A receita para o sucesso das fake news era o sensacionalismo, que se aproveitava do clima de polarização criada pela política nacional. Textos mentirosos como Agente do FBI suspeito no caso do vazamento de emails de Hillary foi encontrado morto em um aparente caso de assassinato seguido de suicídio
tiveram milhões de visualizações — no caso citado foram 15 milhões. Outra notícia falsa dizia que Hillary integrava de rede de pedofilia que tem sede em pizzaria e que Papa Francisco apoiava Donald Trump. Alguns desses textos eram atrelados a jornais que sequer existiam.
Em contrapartida, reportagens jornalísticas que apontavam a possibilidade de sonegação de impostos de Donald Trump eram vistas com desconfiança. Nessa guerra de fatos contra mentiras, o jornalismo tem de encontrar armas para cumprir a missão de informar. A meu ver, a principal delas seria construir uma relação de confiança na comunidade. Algo que só se consegue quando somos éticos, críticos, inclusive de nós mesmos, e quando buscamos atingir minimamente a imparcialidade, mesmo que ela pareça uma utopia para muitos colegas e leitores.

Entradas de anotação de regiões
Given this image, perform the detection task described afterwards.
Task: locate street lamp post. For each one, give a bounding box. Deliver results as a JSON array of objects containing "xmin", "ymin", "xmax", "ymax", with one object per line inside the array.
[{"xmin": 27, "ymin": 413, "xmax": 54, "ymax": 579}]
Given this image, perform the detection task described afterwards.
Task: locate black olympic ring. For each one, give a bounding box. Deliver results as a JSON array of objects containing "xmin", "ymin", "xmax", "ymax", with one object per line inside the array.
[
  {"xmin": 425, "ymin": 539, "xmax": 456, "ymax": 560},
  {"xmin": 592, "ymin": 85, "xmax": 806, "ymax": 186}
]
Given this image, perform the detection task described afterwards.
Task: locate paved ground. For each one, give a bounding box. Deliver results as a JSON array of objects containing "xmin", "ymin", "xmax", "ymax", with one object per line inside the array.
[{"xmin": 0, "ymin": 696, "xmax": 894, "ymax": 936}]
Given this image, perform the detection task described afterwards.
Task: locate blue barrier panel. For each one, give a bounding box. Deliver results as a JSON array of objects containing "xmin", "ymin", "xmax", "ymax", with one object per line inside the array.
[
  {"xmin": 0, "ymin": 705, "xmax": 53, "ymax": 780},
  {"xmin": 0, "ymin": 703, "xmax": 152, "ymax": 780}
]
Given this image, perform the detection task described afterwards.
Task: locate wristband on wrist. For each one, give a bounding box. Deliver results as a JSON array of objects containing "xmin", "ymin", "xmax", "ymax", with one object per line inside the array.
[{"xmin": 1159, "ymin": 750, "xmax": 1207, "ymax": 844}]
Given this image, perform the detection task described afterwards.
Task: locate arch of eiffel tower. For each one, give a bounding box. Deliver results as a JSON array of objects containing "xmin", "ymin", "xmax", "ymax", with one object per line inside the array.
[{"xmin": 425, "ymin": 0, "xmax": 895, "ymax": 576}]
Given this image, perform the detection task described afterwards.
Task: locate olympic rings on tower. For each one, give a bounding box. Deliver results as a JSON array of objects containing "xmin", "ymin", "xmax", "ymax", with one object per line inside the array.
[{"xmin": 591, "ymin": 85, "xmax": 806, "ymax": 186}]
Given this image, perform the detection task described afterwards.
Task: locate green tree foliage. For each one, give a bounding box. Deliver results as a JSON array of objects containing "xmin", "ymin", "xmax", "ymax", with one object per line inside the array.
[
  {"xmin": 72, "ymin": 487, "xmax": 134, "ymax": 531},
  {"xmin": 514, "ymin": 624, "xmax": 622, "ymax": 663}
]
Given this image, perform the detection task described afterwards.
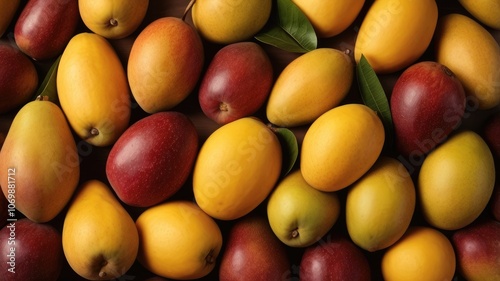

TAREFA PROPOSTA A:
Quais notícias falsas o trecho sobre fake news cita como exemplo? Liste todas.
TAREFA PROPOSTA B:
Quantas linhas da listagem contêm a palavra "tower"? Leve em conta maiúsculas e minúsculas e responda só com o número.

RESPOSTA DO EXERCÍCIO A:
- Um agente do FBI suspeito no caso do vazamento de emails de Hillary foi encontrado morto em um aparente caso de assassinato seguido de suicídio.
- Hillary integrava uma rede de pedofilia com sede em uma pizzaria.
- O Papa Francisco apoiava Donald Trump.

RESPOSTA DO EXERCÍCIO B:
2